| Exercise description |
Each line holding the word "folding" must appear in the answer, copied from the entries.

(Saved data entries)
• • •
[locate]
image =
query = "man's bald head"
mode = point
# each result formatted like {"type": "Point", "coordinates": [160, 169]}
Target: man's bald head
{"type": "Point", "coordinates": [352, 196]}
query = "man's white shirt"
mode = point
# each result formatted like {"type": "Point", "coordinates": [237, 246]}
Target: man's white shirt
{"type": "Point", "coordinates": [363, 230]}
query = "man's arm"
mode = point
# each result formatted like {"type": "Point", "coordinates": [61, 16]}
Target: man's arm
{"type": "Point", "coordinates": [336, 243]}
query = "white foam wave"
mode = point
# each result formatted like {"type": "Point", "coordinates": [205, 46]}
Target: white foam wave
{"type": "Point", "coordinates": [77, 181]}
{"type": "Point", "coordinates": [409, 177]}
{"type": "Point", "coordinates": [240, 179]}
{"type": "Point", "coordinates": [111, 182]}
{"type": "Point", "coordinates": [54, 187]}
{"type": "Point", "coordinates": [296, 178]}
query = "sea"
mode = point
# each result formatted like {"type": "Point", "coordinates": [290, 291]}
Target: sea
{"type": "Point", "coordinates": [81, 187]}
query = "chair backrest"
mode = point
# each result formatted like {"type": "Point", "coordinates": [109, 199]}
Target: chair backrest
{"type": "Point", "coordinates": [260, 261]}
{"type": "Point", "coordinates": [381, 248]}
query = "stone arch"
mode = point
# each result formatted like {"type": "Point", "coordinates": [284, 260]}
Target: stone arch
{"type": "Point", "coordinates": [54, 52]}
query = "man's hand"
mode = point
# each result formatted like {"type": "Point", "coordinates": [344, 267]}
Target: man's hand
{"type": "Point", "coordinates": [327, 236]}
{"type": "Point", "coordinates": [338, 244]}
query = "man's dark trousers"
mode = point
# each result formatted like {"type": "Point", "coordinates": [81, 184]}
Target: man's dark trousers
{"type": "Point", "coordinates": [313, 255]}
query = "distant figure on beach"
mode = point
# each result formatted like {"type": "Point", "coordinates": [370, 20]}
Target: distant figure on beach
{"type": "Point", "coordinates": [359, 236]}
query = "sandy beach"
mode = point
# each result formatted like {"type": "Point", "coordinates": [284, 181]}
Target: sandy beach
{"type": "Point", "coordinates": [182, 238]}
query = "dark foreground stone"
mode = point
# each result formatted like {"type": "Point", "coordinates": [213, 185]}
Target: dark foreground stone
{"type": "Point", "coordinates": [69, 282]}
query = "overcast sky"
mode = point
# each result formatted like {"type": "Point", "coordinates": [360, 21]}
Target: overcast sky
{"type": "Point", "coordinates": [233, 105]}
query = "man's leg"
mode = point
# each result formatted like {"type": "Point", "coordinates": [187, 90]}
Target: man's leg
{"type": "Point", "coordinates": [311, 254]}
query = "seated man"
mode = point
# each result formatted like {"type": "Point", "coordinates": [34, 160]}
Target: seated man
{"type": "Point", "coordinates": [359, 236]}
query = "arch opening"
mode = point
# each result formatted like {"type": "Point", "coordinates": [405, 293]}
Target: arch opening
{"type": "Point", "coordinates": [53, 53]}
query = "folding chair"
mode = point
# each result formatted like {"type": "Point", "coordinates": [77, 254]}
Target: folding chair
• • •
| Task response |
query = "folding chair"
Target: folding chair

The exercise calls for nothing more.